[Richiesta scritta 1]
Rispondi alle seguenti domande sul ricorso.
(a) In quale data è stato depositato in cancelleria il ricorso?
(b) In quale via di Roma ha sede l'ufficio dell'Avvocatura generale dello Stato presso cui il ricorrente è domiciliato?
(c) Con quale articolo della Costituzione appaiono in contrasto le disposizioni dell'art. 2, comma 1, lettera f) e dell'art. 15, comma 1?

________

N. 99 RICORSO PER LEGITTIMITA' COSTITUZIONALE 21 ottobre 2004.
Ricorso per questione di legittimita' costituzionale depositato in
cancelleria il 21 ottobre 2004 (del Presidente del Consiglio dei
ministri)
(GU n. 42 del 27-10-2004)

Ricorso del Presidente del Consiglio dei ministri, rappresentato
e difeso dall'Avvocatura generale dello Stato presso i cui uffici in
Roma, via dei Portoghesi 12, e' domiciliato;

Nei confronti della Regione Emilia-Romagna, in persona del
presidente della Giunta regionale, per la dichiarazione di
illegittimita' costituzionale degli articoli 2, comma 1 lettera f),
15, comma 1, 13, comma 1 lettera a), 17, 19, 24, comma 4, 26, comma
3, 28, comma 2, 45, comma 2, 49, comma 2, 62, comma 3, dello statuto
della Regione Emilia-Romagna, approvato in prima deliberazione il 1°
luglio 2004 ed in seconda deliberazione il 14 settembre 2004
pubblicato nel B.U.R. n. 130 del 16 settembre 2004, in relazione agli
articoli 1, 3, 48, 49, 97, 114, 123, 117, comma secondo, lettere a),
f), l), p), comma terzo e comma quinto - anche in relazione
all'art. 6, comma 1, della legge 131/2003 - 118, commi 1 e 2, 121,
comma 2, 122, comma 1, 123, 126, 138 della Costituzione.
In data 16 settembre 2004 e' stato pubblicato lo Statuto della
Regione Emilia-Romagna approvato in seconda deliberazione in data 14
settembre 2004.
Tale Statuto, in conformita' della delibera del Consiglio dei
ministri in data 8 ottobre 2004, viene impugnato nelle sottoindicate
disposizioni non in armonia con la Costituzione e quindi in
violazione dell'art. 123 di questa, come appresso specificato:
1) Art. 2, comma 1, lettera f) ed art. 15 comma 1.
Dichiara la prima delle due norme in oggetto che la Regione
ispira la propria azione prioritariamente all'obiettivo del godimento
dei diritti sociali degli immigrati, degli stranieri profughi
rifugiati ed apolidi, «assicurando, nell'ambito delle facolta' che le
sono costituzionalmente riconosciute, il diritto di voto degli
immigrati residenti». La seconda norma stabilisce che la Regione,
«nell'ambito delle facolta' che le sono costituzionalmente
riconosciute, riconosce e garantisce a tutti coloro che risiedono in
un comune del territorio regionale i diritti di partecipazione
contemplati nel presente Titolo, ivi compreso il diritto di voto nei
referendum e nelle altre forme di consultazione popolare,».
Tali disposizioni appaiono in contrasto con l'art. 48 Cost., che
considera elettori i soli cittadini.
Non puo' confondersi il concetto di popolazione (sommatoria dei
residenti in un ceno territorio in un determinato momento) con quello
di popolo (detentore della sovranita' ai diversi livelli di governo)

________

[Richiesta scritta 2]
Modifica le righe dell'elenco a partire da quella che contiene "Whereabouts in the picture above is the cherry" fino alla fine dell'elenco, entrambe incluse. Sostituisci "cherry stem" con "cherry leaf", lascia invariato tutto il resto e riporta soltanto queste righe.

[Dati forniti]

________

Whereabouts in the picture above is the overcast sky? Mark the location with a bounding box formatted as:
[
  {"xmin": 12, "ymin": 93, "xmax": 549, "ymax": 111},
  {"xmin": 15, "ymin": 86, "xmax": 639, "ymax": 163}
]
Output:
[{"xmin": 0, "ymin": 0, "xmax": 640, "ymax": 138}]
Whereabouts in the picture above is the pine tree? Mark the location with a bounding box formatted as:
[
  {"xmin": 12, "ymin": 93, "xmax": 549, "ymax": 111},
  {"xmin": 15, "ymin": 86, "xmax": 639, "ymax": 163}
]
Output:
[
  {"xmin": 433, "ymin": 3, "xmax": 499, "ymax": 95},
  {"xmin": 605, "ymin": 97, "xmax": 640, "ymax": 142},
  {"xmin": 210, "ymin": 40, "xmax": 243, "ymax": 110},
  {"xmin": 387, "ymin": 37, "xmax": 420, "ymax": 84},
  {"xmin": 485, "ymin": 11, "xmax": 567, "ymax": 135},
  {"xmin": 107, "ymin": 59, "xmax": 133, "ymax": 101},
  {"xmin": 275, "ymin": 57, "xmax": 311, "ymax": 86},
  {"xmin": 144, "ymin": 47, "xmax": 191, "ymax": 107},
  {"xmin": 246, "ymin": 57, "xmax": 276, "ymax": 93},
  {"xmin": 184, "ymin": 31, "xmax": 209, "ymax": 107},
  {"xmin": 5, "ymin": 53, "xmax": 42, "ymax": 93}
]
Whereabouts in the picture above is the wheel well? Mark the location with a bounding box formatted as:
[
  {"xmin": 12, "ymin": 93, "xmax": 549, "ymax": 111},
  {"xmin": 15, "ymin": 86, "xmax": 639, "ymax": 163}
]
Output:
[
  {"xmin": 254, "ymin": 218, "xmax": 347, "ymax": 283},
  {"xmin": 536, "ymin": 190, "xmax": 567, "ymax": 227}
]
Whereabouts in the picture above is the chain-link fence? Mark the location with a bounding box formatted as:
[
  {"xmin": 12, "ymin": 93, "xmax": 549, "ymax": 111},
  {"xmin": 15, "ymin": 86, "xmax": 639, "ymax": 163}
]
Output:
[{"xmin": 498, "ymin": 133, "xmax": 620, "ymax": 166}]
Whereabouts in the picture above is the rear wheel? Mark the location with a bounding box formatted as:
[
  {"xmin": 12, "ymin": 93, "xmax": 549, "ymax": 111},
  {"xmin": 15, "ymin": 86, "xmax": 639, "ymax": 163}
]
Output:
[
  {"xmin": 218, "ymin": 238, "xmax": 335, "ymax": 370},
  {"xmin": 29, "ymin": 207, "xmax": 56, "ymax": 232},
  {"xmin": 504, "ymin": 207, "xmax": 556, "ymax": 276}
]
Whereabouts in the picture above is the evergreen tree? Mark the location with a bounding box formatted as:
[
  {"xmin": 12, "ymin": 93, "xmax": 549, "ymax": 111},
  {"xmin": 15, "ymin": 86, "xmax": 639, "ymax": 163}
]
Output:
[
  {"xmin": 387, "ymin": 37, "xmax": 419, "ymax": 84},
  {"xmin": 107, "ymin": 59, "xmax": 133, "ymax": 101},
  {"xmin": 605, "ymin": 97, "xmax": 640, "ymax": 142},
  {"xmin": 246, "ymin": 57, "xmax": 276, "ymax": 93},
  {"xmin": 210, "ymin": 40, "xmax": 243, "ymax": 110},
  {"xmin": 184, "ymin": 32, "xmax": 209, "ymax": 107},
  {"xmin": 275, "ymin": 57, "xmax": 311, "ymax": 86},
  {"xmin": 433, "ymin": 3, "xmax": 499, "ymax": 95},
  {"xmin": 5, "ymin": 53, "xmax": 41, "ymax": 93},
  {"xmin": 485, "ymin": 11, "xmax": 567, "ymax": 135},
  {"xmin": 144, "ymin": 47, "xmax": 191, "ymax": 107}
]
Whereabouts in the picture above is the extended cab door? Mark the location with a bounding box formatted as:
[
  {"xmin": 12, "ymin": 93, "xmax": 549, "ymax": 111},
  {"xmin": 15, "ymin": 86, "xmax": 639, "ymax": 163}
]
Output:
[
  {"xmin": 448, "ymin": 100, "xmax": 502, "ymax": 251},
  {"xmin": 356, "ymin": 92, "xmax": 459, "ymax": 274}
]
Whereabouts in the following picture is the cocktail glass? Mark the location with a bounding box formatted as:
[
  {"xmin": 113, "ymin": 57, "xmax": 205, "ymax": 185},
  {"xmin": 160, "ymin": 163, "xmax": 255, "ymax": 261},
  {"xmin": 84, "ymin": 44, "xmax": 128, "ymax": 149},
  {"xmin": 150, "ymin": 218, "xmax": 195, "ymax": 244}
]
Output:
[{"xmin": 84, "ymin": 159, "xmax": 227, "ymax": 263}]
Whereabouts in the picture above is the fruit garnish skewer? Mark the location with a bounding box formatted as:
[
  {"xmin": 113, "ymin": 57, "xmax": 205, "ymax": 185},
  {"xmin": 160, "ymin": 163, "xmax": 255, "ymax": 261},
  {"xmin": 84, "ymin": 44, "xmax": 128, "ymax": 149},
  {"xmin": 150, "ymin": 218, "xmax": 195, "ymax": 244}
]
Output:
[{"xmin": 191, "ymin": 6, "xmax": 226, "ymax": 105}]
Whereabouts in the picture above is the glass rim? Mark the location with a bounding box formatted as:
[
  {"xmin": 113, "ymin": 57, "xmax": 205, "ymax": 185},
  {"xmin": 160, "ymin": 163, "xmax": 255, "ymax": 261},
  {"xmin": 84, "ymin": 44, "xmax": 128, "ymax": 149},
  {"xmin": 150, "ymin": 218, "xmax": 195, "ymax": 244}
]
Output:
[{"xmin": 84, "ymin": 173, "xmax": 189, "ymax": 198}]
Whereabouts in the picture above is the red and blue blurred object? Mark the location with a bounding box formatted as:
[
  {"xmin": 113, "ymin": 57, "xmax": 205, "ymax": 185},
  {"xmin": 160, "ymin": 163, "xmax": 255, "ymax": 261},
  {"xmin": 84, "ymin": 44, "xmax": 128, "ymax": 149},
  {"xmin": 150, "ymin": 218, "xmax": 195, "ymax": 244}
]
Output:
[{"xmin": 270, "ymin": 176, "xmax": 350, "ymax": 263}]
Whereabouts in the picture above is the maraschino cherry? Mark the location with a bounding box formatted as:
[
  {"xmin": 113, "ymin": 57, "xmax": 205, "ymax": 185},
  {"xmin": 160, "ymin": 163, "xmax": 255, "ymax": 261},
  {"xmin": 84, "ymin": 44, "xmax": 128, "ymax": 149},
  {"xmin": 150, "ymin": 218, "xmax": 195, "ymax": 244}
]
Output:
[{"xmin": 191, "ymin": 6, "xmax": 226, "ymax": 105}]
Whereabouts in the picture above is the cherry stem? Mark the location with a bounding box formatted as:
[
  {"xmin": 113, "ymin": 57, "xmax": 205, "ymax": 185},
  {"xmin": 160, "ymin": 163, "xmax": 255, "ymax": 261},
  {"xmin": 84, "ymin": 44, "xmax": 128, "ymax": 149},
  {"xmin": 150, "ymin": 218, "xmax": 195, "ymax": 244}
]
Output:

________

[Risposta scritta 1]
(a) Il 21 ottobre 2004.
(b) In via dei Portoghesi 12.
(c) Con l'art. 48 della Costituzione, che considera elettori i soli cittadini.

[Risposta scritta 2]
Whereabouts in the picture above is the cherry leaf? Mark the location with a bounding box formatted as:
[
  {"xmin": 113, "ymin": 57, "xmax": 205, "ymax": 185},
  {"xmin": 160, "ymin": 163, "xmax": 255, "ymax": 261},
  {"xmin": 84, "ymin": 44, "xmax": 128, "ymax": 149},
  {"xmin": 150, "ymin": 218, "xmax": 195, "ymax": 244}
]
Output:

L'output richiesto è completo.